— Start of Records to use —
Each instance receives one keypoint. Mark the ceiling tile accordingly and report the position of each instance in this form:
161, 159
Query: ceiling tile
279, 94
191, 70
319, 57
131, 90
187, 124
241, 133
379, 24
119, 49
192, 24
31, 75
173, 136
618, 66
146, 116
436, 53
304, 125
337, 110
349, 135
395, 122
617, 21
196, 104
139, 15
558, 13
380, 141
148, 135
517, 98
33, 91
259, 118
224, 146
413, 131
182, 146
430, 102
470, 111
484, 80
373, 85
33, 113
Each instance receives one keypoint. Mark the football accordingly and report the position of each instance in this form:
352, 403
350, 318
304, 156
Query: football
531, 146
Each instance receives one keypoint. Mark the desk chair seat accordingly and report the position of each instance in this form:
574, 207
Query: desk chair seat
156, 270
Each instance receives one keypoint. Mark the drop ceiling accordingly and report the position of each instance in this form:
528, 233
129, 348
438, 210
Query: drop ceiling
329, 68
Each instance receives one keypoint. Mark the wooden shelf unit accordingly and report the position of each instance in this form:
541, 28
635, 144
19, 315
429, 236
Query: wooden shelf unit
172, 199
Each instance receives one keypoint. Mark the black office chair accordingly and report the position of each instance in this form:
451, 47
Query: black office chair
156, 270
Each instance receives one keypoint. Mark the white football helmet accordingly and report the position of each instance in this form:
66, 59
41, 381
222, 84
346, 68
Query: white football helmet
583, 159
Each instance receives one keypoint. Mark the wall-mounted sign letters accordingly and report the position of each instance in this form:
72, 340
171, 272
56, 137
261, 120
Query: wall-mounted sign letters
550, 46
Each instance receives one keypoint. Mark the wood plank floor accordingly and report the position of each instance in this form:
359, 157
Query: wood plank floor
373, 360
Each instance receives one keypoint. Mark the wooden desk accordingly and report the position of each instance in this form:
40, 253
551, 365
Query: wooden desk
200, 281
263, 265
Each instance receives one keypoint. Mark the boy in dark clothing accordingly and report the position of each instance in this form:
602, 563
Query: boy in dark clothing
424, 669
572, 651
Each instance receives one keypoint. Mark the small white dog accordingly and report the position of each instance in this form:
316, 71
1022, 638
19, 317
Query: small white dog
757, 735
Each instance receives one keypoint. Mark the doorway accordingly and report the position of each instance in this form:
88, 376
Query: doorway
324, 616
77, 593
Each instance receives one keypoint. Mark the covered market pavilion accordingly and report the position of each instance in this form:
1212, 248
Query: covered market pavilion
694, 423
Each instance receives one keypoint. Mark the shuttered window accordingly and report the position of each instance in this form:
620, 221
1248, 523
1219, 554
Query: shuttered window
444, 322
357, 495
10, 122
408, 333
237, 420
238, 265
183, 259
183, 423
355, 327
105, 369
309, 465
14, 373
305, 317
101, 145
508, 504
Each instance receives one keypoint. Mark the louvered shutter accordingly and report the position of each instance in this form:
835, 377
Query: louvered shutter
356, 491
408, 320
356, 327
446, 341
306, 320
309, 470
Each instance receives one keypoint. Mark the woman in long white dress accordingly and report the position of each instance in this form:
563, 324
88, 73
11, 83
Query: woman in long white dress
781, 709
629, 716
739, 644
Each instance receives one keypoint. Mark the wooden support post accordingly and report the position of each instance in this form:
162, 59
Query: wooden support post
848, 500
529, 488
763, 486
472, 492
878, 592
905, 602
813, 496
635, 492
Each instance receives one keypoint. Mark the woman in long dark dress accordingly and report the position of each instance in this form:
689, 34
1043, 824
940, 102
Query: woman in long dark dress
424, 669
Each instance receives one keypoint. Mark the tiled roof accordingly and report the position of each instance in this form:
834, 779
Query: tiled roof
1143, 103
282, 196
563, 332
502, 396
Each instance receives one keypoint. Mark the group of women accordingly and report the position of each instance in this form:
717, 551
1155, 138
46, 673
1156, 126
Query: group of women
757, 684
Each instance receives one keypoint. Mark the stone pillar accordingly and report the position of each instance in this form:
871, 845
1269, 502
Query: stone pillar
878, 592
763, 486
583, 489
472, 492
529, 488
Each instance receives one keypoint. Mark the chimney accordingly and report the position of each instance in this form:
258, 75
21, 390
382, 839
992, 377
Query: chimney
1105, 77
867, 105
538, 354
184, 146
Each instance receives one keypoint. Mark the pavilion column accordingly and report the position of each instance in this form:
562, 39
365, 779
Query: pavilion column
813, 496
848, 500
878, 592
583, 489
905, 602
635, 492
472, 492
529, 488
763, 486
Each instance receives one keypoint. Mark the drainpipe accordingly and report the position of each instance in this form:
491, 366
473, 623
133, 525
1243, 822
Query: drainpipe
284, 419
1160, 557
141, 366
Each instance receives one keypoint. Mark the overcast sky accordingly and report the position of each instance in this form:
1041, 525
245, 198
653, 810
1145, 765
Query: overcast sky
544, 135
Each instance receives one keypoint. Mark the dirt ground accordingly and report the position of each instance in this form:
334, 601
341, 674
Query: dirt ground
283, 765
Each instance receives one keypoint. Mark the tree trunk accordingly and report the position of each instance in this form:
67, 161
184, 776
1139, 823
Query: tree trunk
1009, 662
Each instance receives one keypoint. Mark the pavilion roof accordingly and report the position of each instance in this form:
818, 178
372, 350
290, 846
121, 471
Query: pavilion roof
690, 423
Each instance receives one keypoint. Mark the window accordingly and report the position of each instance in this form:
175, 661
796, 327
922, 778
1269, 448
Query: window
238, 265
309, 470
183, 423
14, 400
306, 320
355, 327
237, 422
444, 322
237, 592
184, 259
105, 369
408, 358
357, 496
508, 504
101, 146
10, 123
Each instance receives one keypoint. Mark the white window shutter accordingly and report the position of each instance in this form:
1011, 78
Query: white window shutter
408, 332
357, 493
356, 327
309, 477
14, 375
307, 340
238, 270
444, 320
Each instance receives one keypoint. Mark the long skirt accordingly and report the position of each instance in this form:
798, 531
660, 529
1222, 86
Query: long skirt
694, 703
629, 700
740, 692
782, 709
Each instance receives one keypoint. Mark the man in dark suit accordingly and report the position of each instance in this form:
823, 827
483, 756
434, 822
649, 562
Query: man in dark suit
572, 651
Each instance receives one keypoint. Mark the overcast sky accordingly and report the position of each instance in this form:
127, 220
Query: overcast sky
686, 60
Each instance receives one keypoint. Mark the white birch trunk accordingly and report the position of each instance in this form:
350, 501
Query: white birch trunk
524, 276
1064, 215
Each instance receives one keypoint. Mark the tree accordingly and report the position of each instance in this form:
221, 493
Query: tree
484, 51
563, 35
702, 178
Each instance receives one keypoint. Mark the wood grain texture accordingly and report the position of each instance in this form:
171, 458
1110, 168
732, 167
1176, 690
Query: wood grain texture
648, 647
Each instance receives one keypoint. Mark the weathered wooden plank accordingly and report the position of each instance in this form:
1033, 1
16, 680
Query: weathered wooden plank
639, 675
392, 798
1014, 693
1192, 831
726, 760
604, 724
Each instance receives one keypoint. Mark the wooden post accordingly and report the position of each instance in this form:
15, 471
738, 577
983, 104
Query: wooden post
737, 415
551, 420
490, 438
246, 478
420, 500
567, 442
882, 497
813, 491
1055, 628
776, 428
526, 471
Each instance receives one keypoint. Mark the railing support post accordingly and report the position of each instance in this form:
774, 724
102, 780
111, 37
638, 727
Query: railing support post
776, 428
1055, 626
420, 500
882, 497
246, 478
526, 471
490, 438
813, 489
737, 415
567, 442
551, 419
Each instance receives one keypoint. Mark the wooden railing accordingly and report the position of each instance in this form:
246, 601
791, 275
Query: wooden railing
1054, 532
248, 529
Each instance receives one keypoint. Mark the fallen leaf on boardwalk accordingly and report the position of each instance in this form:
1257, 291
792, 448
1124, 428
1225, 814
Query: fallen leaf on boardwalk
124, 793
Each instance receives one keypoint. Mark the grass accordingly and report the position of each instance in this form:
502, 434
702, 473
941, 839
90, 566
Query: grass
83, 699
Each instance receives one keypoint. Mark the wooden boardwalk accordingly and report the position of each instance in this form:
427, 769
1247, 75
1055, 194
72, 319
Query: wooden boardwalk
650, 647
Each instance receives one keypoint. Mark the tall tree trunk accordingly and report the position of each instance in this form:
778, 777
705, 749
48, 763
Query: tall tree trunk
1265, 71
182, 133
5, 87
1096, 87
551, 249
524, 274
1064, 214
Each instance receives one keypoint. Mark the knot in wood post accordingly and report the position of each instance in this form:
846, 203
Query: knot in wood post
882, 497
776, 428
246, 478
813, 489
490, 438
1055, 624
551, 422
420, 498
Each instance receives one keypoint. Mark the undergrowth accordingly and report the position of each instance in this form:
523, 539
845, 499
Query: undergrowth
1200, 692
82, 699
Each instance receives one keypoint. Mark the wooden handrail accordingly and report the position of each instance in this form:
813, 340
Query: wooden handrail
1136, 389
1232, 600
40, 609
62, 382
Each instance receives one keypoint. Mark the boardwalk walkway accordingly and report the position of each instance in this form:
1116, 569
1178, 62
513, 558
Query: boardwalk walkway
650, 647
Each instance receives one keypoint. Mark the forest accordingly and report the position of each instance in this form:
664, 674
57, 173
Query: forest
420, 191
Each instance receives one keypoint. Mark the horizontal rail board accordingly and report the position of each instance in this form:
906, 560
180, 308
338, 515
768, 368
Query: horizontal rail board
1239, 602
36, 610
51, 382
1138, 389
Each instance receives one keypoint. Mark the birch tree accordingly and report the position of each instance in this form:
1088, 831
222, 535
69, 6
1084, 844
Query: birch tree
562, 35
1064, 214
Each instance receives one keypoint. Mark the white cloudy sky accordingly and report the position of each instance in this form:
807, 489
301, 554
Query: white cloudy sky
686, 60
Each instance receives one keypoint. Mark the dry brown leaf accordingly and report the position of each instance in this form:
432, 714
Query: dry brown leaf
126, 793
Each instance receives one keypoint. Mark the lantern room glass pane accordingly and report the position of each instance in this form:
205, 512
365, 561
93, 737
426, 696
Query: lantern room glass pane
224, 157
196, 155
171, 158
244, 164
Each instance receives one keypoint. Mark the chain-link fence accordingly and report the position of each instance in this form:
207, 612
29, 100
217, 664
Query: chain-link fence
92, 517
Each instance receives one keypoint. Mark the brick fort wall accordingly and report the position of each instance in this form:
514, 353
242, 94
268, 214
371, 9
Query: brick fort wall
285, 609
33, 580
— End of Records to use —
**What is required:** Could you render the lines from the one containing "Each instance receives one keypoint. Mark the dry" through the last line as a Markdown table with the columns "Row" and "Line", numbering each row and omitting blank lines?

**Output of the task:**
| Row | Line |
|---|---|
| 1 | Each instance receives one keypoint. Mark the dry brown leaf accordingly and report the position of each instance in this form: |
| 2 | 432, 714 |
| 3 | Query: dry brown leaf |
| 4 | 126, 793 |
| 5 | Each instance receives one keypoint. Mark the lantern room glass pane accordingly and report the position of each instance in this form: |
| 6 | 205, 512 |
| 7 | 365, 561 |
| 8 | 93, 737 |
| 9 | 426, 696 |
| 10 | Query: lantern room glass pane |
| 11 | 224, 157 |
| 12 | 196, 155 |
| 13 | 171, 158 |
| 14 | 244, 164 |
| 15 | Each instance receives one keypoint. Mark the chain-link fence accordingly and report the position of each instance in this form: |
| 16 | 207, 612 |
| 17 | 29, 100 |
| 18 | 217, 664 |
| 19 | Query: chain-link fence |
| 20 | 92, 517 |
| 21 | Each instance receives one keypoint. Mark the brick fort wall accordingly and report the position of each instance in this form: |
| 22 | 514, 353 |
| 23 | 242, 94 |
| 24 | 268, 214 |
| 25 | 371, 9 |
| 26 | Query: brick fort wall |
| 27 | 285, 609 |
| 28 | 33, 580 |